To do: In the excerpt on legal technology, how many deals has DLA Piper used the Kira system on?

Other law firms have focused on making use of data about their own work in US courts to help win new business. Law firm Goodwin Procter developed Goodwin Litigation Intelligence, an online visualisation tool and database that identifies appearances by the firm in all US courts by work, class action and status. It also has an interactive dashboard showing outcomes and level of work for specific types of legal case.

David Hobbie, senior manager of knowledge management for litigation at Goodwin, says data can be used to help the firm match its previous work and experience with current client needs. He cites one law firm partner’s recent meeting with a potential client, who asked about the litigation that Goodwin undertakes in California. The partner was able to give more precise data than in the past, he says. “Instead of saying we do ‘a lot of litigation’, she was able to say ‘we have done 532 cases’,” he says. “It’s actually real data and more persuasive and more effective.”

As well as unearthing revealing patterns of information, law firms are using technology to automate the more routine and data-heavy tasks of legal work such as due diligence.

DLA Piper has started to use technology to handle labour-intensive aspects of mergers and acquisitions deals where due diligence has traditionally involved hundreds of lawyers crawling over clauses in documents. DLA Piper partnered with Kira Systems, a provider of machine learning software, to introduce a new artificial intelligence technology to assist with due diligence on M&A deals. It automatically reads and extracts relevant information from the documents under review in a fraction of the time, and more consistently, than humans.

Jonathan Klein, chairman of mergers and acquisitions in the US for DLA Piper, says the firm tested the new tool’s handling of due diligence data by running one process with and one without Kira and examining the error rate. He was “very happy” with the results and the system has been used on seven deals. “The clients want to know that we are utilising technology to do a better job for them,” he says.

‘Law is moving into the 21st century’

Billed as the world’s first “artificially intelligent attorney”, Silicon Valley-based legal-technology company Ross Intelligence grew out of a project at Toronto university. One of the co-founders, Andrew Arruda, is a former attorney at a Toronto litigation firm.

It uses IBM Watson’s artificial intelligence system and natural language processing, including the relationships and meanings of words and legal concepts, to do some of the research currently undertaken by US lawyers. It is able to research legal questions and find answers on what the law is on a particular area by searching thousands of pages of case law or assessing how opponents argued a particular case.

Unlike a lawyer, who would have to wade through pages of case law or use an automated word search, Ross Intelligence’s technology can scroll quickly through thousands of documents to research the relevant case law. It is also able to improve its results by “learning” from feedback.

The technology is being backed by NextLaw Labs, which is a venture fund set up by global law firm Dentons.

Mr Arruda says artificial intelligence in the legal sector is not about replacing lawyers with robots but rather using the technology to do routine “grunt” work or to research legal questions.

“It allows human lawyers to stick to what they excel at, such as advocacy or writing arguments, and allows law firms to be more competitive,” he says. Ross initially focused on US bankruptcy law.

While European law firms are “very innovative” on AI, he says, US law firms are also being pushed to change by clients — in particular, by the need to reduce costs. He says more corporate clients are asking law firms to compete for work or seeking fixed fees rather than billing by the hour, putting pressure on their income.

“In-house counsel has been very, very innovative and want to see a change,” he says. “Law firms had inefficiencies before, but these were not really relevant, [and] were certainly not punished. Now they need to be very efficient. Law is moving into 21st century.”

Rows from a labeling collection:
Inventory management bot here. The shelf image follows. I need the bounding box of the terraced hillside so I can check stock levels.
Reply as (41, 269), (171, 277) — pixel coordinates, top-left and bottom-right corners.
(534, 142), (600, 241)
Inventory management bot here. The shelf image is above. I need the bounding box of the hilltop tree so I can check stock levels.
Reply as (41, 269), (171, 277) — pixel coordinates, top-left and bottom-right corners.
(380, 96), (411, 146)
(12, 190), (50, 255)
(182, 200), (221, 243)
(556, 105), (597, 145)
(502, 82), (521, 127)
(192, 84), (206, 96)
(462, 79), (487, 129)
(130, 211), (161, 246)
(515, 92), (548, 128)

Answer to the exercise: Seven deals.